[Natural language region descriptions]
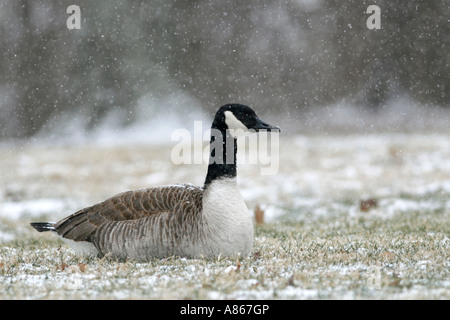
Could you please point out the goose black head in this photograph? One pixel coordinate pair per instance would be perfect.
(239, 117)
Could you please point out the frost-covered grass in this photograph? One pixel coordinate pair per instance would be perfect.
(315, 243)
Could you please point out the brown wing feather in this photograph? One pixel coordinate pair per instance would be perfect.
(129, 205)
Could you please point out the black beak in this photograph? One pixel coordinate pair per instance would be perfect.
(262, 125)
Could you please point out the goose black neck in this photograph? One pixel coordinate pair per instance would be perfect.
(223, 150)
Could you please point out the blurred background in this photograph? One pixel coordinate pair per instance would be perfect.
(312, 64)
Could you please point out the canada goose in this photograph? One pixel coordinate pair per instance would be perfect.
(179, 220)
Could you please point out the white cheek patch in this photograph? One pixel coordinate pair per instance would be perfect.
(236, 127)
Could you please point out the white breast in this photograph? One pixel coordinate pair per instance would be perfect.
(227, 218)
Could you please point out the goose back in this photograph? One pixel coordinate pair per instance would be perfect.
(140, 224)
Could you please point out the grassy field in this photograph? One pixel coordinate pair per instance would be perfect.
(316, 241)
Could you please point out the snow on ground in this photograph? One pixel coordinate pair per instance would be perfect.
(319, 177)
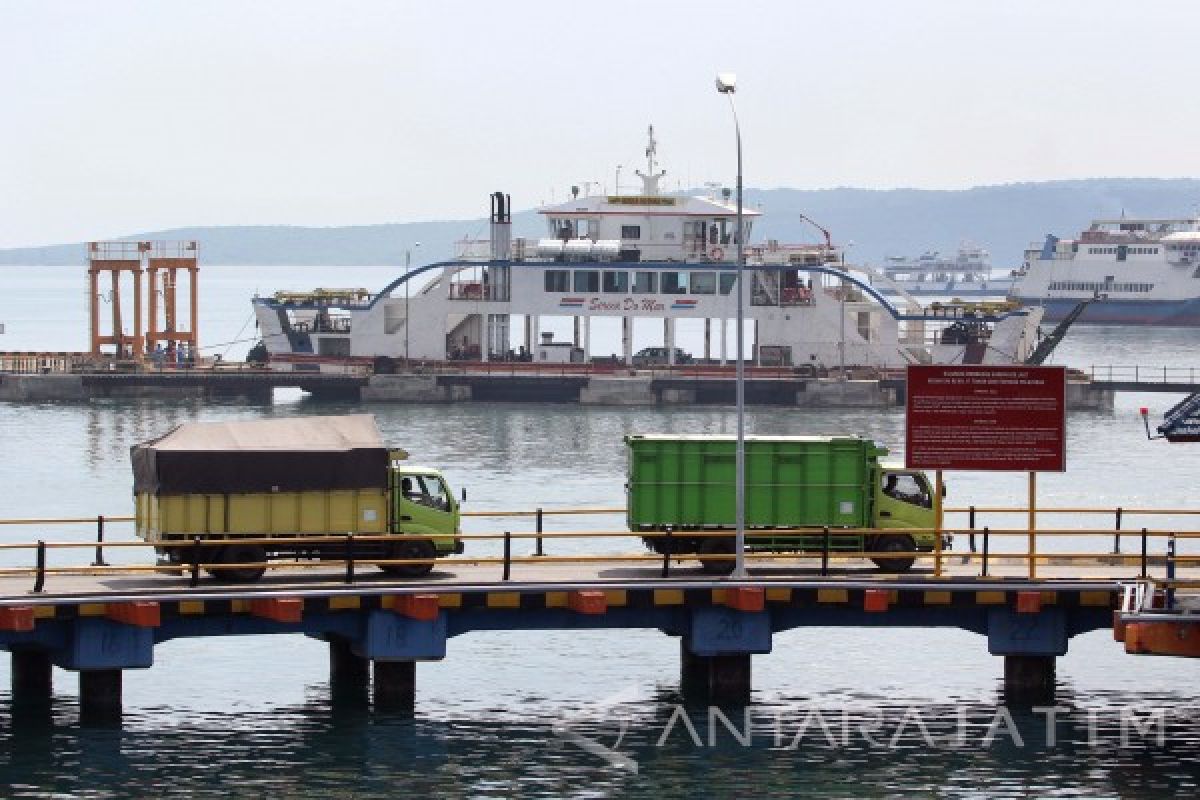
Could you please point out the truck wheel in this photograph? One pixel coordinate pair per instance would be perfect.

| EXERCISE OBJECTIVE |
Quote the data above in full, leaving out the pictures it holds.

| EXERCISE RESPONSE |
Could you please point out the goose black head in this photograph? One pixel coordinate pair per instance would be perfect.
(239, 117)
Could you please point out the frost-covered grass in this photograph? One pixel coordinate pair per instance would be perfect.
(315, 243)
Could you please point out the brown wing feather in this photograph? One pixel coordinate pair per instance would be perfect.
(129, 205)
Could you please point out the black beak in this photograph? One pixel coordinate pair per instance would be perfect.
(262, 125)
Could you please point out the goose black neck in this photograph? One pixel coordinate pair per instance would be perfect.
(223, 150)
Could you please point out the blurred background in this photograph? One pixel coordinate pair per instance would be perfect.
(312, 64)
Could you please point out the canada goose in this photograph? One pixel coordinate pair per instance would be perfect.
(179, 220)
Could you please point out the white cheek patch in this photograph? One pixel coordinate pair per instance would be perfect.
(236, 127)
Could you please point out the white breast in this photograph? One pixel coordinate pair per instance would be perfect.
(227, 218)
Could you please point out the goose back in this photograph? One pixel coordinate pair per instance would be perfect.
(140, 224)
Could you please point out the grassy field in this photograph? One pixel coordinate pair per instance would be perfect.
(316, 241)
Could you please point out the snow on ground in this photograph? One pixel coordinate pair per instance would be perfect.
(319, 177)
Could you please point out the truck wheel in this photograph? One pixel coordinate pair per instance would be perfect.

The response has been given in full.